Exercise instructions - In the records below, some lines contain the word "white". Copy each of them.

Region pointing data:
:::::

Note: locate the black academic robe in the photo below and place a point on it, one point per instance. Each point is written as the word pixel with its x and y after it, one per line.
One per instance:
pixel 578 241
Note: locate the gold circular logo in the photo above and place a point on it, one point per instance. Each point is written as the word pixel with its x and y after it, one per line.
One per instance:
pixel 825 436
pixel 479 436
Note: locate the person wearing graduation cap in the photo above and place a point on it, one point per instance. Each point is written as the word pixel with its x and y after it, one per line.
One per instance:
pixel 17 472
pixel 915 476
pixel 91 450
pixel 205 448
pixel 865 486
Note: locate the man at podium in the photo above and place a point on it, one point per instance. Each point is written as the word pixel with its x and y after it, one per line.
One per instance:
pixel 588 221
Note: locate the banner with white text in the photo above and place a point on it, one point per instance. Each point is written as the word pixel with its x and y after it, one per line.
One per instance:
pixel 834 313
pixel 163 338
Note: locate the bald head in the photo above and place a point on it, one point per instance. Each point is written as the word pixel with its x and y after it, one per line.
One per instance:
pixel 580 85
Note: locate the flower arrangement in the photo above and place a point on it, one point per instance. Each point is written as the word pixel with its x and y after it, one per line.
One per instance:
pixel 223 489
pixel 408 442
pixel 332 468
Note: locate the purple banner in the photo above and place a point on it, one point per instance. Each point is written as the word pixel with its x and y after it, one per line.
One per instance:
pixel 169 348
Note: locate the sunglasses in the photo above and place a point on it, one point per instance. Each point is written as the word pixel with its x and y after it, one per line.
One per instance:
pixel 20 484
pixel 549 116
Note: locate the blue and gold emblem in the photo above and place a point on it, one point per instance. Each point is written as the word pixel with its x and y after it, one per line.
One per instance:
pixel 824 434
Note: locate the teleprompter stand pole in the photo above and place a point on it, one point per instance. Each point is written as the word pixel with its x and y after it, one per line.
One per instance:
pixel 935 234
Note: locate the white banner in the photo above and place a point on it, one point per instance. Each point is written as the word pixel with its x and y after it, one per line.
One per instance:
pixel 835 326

:::::

Solution to this exercise -
Note: locate the banner with white text in the photo above and place a point on it, one point per instance. Each point is written as the word pixel with its x and y after it, one per line.
Note: locate the white banner in the photo above and place a point on it, one point per instance. Each point is written as the word pixel with its x and y after it, one per line.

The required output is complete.